GIVEN EXERCISE A: Copy the records word for word, beginning at the line that contains "Go ahead, prove it — where exactly is the motorcycle?" and stopping after the final line of the records. Omit the pictures.

TEXT SEGMENT:
+ + + + +

How many paragraphs you have depends on the nature of your ideas and how much you have to say.
I think this page here would make a very useful handout for high school students with any sort of basic writing skills.
Then, of course, is the kind of advice you find on the About.com page on How to Write a Five-Paragraph Essay. Grace Fleming, About’s guide to Homework/Study Tips, dispenses this kind of advice (emphasis mine):
Luckily, you can learn to craft a great essay if you can follow the standard pattern and write in a clear and organized manner.
I have no problem with clear and organized writing, but the standard pattern makes no sense here. Especially because in the paragraph before, Fleming’s just written that “essays play a big role in the college application process, as well.” I don’t think there are any college admissions folks in the bless’d world who’d want a five-paragraph essay from an applicant.
At the end of her piece, Fleming gives us this gem:
You might find that the supporting paragraphs are strong, but they don’t address the exact focus of your thesis. Simply re-write your thesis sentence to fit your body and summary more exactly.

+ + + + +

GIVEN EXERCISE B: Carry on the piece about five-paragraph essay advice from the point where it stops.

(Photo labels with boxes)

+ + + + +

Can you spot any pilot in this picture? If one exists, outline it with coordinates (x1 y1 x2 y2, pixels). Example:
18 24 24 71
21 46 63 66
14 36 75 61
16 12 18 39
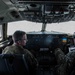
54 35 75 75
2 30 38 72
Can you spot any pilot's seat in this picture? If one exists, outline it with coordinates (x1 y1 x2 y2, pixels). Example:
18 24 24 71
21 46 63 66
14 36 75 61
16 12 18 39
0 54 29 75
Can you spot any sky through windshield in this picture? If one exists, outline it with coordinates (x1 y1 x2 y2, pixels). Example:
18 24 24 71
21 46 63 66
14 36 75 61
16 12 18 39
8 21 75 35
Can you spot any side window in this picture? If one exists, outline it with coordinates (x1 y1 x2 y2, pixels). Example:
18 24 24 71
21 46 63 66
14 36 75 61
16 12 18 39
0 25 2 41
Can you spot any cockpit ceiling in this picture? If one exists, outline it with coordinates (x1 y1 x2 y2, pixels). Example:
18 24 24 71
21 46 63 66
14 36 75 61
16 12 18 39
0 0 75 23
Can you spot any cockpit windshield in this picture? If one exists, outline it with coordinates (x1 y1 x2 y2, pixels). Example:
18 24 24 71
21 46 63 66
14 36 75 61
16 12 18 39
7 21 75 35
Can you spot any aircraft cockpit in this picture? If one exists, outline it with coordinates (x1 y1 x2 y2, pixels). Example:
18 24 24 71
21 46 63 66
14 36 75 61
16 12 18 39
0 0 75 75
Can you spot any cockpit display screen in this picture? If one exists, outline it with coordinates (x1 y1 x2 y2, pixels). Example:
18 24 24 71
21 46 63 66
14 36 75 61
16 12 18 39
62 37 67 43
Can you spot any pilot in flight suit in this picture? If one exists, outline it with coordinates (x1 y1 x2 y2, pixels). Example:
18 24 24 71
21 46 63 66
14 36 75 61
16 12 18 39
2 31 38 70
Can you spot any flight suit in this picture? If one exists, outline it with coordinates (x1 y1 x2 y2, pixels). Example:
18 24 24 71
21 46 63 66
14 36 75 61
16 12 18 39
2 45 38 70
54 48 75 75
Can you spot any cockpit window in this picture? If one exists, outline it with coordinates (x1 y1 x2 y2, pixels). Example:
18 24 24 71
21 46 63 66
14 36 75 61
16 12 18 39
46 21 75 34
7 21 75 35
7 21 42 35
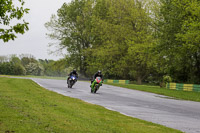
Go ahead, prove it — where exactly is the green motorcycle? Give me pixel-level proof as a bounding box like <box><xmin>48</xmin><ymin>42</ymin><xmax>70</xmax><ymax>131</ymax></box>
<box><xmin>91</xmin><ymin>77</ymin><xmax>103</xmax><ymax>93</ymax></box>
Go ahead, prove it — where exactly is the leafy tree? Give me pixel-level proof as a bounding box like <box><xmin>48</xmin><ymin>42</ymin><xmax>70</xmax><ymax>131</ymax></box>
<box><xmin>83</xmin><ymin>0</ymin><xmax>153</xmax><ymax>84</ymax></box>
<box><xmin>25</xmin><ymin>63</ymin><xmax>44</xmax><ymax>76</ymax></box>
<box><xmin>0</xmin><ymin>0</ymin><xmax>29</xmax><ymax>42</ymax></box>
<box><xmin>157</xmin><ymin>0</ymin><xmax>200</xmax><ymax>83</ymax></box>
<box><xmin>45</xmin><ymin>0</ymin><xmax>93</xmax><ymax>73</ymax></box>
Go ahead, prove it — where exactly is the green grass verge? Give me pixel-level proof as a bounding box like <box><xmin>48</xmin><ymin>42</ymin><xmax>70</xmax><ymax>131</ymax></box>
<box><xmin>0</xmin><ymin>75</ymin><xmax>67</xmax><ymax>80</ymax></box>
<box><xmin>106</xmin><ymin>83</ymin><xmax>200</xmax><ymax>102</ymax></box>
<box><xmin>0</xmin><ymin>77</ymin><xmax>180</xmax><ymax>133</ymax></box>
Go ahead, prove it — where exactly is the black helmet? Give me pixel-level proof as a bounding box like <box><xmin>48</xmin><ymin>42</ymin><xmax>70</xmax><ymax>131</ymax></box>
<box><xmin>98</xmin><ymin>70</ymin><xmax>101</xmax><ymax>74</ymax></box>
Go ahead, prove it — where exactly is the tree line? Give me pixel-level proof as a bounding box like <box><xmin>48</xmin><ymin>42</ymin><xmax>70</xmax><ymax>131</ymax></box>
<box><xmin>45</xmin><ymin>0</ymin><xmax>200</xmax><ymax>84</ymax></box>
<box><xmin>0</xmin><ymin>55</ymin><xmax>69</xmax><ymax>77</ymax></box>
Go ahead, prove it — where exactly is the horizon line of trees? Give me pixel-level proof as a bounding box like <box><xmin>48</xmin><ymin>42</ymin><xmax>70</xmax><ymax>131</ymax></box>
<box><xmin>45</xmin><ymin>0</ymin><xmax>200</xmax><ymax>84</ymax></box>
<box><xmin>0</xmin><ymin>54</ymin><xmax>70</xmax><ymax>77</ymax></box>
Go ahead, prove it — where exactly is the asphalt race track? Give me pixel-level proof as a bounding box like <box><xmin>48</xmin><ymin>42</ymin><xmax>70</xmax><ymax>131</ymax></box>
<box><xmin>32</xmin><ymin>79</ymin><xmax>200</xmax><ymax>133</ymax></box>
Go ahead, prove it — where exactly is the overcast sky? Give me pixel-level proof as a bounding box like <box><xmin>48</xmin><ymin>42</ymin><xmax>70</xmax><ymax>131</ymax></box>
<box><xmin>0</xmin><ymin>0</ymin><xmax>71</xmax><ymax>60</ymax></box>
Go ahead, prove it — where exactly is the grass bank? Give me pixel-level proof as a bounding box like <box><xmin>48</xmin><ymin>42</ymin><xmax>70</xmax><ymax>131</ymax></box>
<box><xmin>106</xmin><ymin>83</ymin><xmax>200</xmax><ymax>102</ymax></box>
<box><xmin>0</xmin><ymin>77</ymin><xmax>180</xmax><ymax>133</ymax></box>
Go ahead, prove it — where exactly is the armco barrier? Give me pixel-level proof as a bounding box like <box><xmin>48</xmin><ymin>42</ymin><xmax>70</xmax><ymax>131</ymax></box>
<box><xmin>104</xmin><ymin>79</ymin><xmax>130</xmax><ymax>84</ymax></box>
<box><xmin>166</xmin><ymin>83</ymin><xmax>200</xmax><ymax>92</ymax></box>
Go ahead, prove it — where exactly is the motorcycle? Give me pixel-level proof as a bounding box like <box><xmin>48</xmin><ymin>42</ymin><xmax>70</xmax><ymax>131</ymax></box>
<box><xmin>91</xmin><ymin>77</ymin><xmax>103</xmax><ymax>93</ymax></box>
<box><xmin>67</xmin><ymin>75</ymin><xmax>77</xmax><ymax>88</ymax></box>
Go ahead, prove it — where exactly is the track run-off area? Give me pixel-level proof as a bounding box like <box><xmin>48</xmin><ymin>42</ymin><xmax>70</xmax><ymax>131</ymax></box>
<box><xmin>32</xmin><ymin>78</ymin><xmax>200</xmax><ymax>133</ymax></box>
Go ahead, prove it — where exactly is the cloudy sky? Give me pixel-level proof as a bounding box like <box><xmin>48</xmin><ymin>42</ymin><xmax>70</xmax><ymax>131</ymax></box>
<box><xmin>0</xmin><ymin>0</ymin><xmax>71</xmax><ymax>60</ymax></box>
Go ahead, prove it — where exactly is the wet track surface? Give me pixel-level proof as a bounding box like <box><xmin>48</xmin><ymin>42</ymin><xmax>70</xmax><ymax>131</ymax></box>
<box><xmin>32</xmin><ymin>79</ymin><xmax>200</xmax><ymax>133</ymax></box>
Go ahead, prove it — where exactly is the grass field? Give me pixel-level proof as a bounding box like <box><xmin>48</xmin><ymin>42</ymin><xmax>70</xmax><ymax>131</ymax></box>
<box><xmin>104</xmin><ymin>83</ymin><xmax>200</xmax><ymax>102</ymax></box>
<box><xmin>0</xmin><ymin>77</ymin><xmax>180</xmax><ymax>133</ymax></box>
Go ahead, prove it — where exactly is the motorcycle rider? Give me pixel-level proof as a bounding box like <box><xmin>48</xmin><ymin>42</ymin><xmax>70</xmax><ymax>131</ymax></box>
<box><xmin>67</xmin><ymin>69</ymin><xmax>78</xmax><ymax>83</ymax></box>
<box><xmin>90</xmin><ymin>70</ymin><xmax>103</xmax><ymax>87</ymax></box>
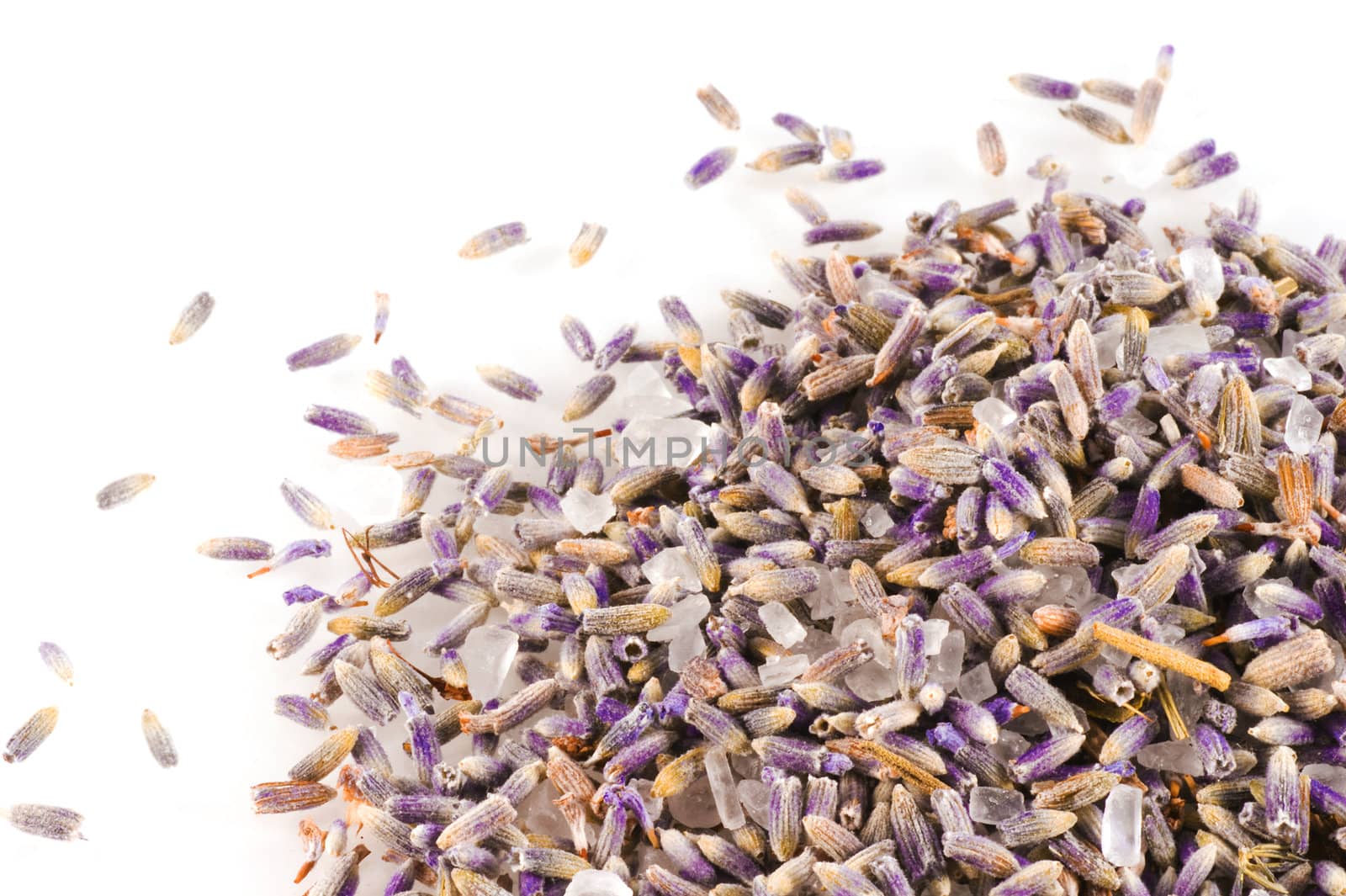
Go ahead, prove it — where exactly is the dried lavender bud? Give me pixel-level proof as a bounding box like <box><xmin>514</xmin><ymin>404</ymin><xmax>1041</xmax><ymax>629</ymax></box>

+ + + + +

RIGHT ANSWER A:
Go ahead, prove it — where exactly is the motorcycle? Give me pixel-level proof as a bounding box like <box><xmin>48</xmin><ymin>42</ymin><xmax>70</xmax><ymax>131</ymax></box>
<box><xmin>91</xmin><ymin>77</ymin><xmax>103</xmax><ymax>93</ymax></box>
<box><xmin>67</xmin><ymin>75</ymin><xmax>77</xmax><ymax>88</ymax></box>
Go ahead, prove it — where exactly is the track run-off area? Give me pixel-level proof as a bounding box like <box><xmin>48</xmin><ymin>42</ymin><xmax>70</xmax><ymax>131</ymax></box>
<box><xmin>32</xmin><ymin>78</ymin><xmax>200</xmax><ymax>133</ymax></box>
Go ahead, prove it — where exactly is the cloudy sky? Give me pixel-level proof as a bounding box like <box><xmin>48</xmin><ymin>42</ymin><xmax>70</xmax><ymax>131</ymax></box>
<box><xmin>0</xmin><ymin>0</ymin><xmax>71</xmax><ymax>60</ymax></box>
Go ahead, prove it — where exactly is the wet track surface? Give me pixel-level proof as a bounding box like <box><xmin>48</xmin><ymin>42</ymin><xmax>70</xmax><ymax>131</ymax></box>
<box><xmin>32</xmin><ymin>79</ymin><xmax>200</xmax><ymax>133</ymax></box>
Go ahead, prove it — where exactly is the grass field? Give me pixel-level proof as a bounding box like <box><xmin>48</xmin><ymin>42</ymin><xmax>70</xmax><ymax>131</ymax></box>
<box><xmin>104</xmin><ymin>83</ymin><xmax>200</xmax><ymax>102</ymax></box>
<box><xmin>0</xmin><ymin>77</ymin><xmax>180</xmax><ymax>133</ymax></box>
Go ahead, prove it — where exactly is the motorcycle rider? Give me pixel-level proof as a bounding box like <box><xmin>48</xmin><ymin>42</ymin><xmax>70</xmax><ymax>131</ymax></box>
<box><xmin>67</xmin><ymin>69</ymin><xmax>78</xmax><ymax>83</ymax></box>
<box><xmin>90</xmin><ymin>70</ymin><xmax>103</xmax><ymax>87</ymax></box>
Go ahead, prove it — where exactly is the dried lavender bud? Give me pixel-level proof as a bounding box like <box><xmin>514</xmin><ymin>404</ymin><xmax>1041</xmax><ymax>629</ymax></box>

RIGHT ANSWER B:
Which is where I start beating my head against the wall. Because a thesis is supposed to be the thing you prove by providing three well-reasoned and well-supported paragraphs. But if what you write doesn’t support your thesis, you just change your thesis to make it fit. Then you’ve got a tight paper that is unassailable by the teacher, and you’re good to go, except you’ve just written something that, by definition, doesn’t really reflect what you believe.
I’m getting my first student writing samples this week. I’m very curious to see how many of them immediately jump into the five-paragraph mode, and how many will pick up on the fact that nowhere in the assignment do I even hint that that’s what I’m looking for.